**What you need to do**:
A) List the groups of people that the displacement article names as among the worst-affected.
B) According to the displacement article, what percentage of refugees seek asylum in a neighboring country?
C) Reproduce the part of the displacement article between "Nearly 80 million people" and "amid pandemic hardships.", inclusive.

**Reading passage**:
Nearly 80 million people were displaced last year, more than ever before, the U.N. has revealed, with Syrians, Venezuelans, Afghans, South Sudanese and stateless Rohingya among the worst-affected
The number of asylum-seekers, internally displaced people and refugees shot up by nearly 9 million people last year – the biggest rise since records began, the United Nations High Commission for Refugees (UNHRC) said Thursday, as concerns grow for Latin America amid pandemic hardships.
The annual report reveals that the number of people seeking safety from conflict and persecution – nearly 80 million – accounts for 1% of all humanity.
"This almost 80 million figure – the highest that UNHCR has recorded since these statistics have been systematically collected – is of course a reason for great concern," said Filippo Grandi, U.N. high commissioner for refugees. "This is by the way approximately 1% of the world population," he told a news briefing.
Some 73% of refugees seek asylum in a neighboring country, defying the populist notion that they flood to the West, Grandi said. "This continues to be a global issue, an issue for all states, but an issue that challenges most directly the poorer countries, not the rich countries – in spite of the rhetoric," he said of the displacement.

**Provided material**:
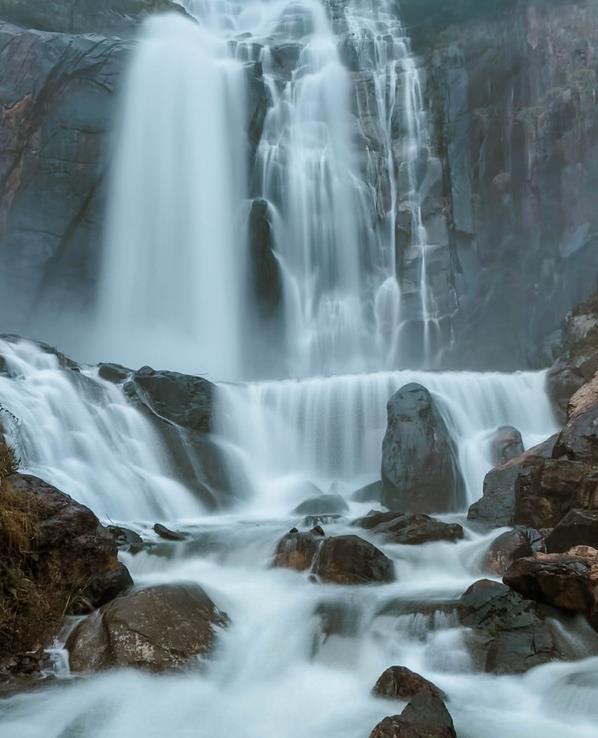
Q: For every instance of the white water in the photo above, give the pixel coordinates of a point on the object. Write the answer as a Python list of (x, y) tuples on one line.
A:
[(172, 279), (79, 433), (329, 431), (173, 294)]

**Expected responses**:
A) Syrians, Venezuelans, Afghans, South Sudanese, stateless Rohingya

B) Some 73%

C)
Nearly 80 million people were displaced last year, more than ever before, the U.N. has revealed, with Syrians, Venezuelans, Afghans, South Sudanese and stateless Rohingya among the worst-affected
The number of asylum-seekers, internally displaced people and refugees shot up by nearly 9 million people last year – the biggest rise since records began, the United Nations High Commission for Refugees (UNHRC) said Thursday, as concerns grow for Latin America amid pandemic hardships.